(Referring expression data)
____

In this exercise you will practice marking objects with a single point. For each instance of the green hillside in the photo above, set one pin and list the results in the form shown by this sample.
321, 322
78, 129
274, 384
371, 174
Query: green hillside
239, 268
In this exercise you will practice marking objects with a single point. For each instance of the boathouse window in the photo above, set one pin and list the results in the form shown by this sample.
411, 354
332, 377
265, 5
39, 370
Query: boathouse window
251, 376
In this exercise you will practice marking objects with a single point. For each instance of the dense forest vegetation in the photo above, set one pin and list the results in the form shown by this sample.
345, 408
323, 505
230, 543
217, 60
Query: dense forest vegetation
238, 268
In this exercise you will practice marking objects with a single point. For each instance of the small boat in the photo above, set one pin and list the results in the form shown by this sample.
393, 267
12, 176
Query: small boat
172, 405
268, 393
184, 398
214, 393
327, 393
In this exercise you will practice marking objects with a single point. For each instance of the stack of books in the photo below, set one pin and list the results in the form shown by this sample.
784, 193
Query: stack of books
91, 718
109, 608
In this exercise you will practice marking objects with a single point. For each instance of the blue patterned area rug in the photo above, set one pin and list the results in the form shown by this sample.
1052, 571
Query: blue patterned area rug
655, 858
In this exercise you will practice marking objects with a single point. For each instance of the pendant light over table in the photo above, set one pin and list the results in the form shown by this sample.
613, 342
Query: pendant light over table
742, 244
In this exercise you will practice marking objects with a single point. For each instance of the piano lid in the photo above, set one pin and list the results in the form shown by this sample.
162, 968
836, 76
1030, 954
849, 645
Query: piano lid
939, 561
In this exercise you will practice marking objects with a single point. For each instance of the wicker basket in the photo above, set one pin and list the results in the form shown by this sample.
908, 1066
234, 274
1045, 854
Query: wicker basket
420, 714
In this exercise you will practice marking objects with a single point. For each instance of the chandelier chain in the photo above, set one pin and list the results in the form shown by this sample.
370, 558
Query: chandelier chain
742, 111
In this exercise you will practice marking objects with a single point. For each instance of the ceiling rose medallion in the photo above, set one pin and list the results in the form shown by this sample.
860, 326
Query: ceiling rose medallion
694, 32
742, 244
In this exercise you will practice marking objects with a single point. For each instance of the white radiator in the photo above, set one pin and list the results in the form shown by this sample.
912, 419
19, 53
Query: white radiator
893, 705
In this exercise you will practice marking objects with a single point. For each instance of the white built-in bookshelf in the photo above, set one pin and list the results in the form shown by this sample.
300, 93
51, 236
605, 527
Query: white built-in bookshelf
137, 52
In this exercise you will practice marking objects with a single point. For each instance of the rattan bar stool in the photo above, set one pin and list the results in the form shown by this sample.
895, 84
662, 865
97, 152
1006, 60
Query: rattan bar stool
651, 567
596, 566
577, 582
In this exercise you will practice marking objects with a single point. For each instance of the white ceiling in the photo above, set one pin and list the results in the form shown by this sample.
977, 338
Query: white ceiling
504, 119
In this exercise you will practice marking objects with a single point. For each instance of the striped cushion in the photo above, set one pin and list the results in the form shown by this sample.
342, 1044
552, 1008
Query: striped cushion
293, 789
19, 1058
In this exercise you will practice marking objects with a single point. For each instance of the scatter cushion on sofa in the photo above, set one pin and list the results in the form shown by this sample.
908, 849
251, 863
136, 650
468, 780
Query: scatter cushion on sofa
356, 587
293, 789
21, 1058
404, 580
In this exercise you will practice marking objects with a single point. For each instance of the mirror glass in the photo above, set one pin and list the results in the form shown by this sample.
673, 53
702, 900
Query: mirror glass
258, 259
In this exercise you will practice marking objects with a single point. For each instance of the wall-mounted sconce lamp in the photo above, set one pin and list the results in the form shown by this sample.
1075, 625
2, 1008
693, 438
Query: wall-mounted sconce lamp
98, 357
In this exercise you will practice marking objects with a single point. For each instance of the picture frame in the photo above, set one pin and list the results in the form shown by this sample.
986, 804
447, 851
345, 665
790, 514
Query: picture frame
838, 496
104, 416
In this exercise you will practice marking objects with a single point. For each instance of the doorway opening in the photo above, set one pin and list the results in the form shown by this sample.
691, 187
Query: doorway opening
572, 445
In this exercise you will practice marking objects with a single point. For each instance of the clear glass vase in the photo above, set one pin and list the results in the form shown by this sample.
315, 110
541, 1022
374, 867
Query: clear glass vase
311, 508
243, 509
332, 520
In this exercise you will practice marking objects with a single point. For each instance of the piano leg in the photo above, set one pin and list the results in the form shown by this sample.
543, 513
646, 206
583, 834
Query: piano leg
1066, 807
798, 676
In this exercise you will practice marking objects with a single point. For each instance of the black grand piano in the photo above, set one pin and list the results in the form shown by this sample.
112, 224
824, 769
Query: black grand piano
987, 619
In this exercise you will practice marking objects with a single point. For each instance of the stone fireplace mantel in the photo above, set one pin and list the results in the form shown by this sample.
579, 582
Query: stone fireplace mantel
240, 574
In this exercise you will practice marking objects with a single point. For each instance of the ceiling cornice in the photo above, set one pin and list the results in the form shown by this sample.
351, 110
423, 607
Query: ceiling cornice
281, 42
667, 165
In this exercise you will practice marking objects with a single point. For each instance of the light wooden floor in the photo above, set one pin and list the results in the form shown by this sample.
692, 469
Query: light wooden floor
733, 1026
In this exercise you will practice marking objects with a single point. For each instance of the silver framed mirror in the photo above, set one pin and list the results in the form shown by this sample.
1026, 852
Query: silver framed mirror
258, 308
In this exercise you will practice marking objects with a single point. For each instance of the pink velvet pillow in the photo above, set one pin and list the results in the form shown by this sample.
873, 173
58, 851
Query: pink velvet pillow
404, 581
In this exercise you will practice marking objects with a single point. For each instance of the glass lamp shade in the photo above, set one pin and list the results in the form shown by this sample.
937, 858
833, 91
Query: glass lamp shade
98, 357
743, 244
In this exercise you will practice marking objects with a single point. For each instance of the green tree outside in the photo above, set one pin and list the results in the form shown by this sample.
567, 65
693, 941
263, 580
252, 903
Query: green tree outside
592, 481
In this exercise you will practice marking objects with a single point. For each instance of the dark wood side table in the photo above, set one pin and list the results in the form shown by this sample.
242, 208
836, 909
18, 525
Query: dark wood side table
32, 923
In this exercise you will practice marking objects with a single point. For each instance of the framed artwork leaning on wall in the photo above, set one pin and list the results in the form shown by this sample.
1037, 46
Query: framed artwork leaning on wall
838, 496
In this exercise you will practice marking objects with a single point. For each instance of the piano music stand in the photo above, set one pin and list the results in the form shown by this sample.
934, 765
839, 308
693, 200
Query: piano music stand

____

Could you please retype the lines from the start of the data through the line with "of the stack", both included, and nothing else?

In this exercise you will practice marking objects with a single point. For each instance of the green hillside in the photo above, set one pin and list the results in the form shown by this sample.
321, 322
78, 129
274, 384
371, 174
Query: green hillside
239, 268
In this exercise you will practice marking objects with a single point. For each instance of the boathouse window in the photo above, set one pin and list the results in the form shown by this sample.
411, 354
332, 377
265, 5
39, 370
Query: boathouse window
251, 376
In this exercise you will practice marking objects with a single point. For each instance of the dense forest vegetation in the photo above, set one pin and list the results in the form shown by this sample.
345, 408
323, 505
230, 543
217, 60
Query: dense forest vegetation
238, 268
In this exercise you will practice marking objects with a single point. For each instance of the small boat in the photo above, set one pin and list the results in the form shown by this sample.
393, 267
12, 176
Query: small boat
172, 405
268, 393
184, 398
214, 393
327, 393
In this exercise you will practice marking objects with a single point. For each instance of the stack of books in the photo below, set one pin and list the results in the form shown by this sample.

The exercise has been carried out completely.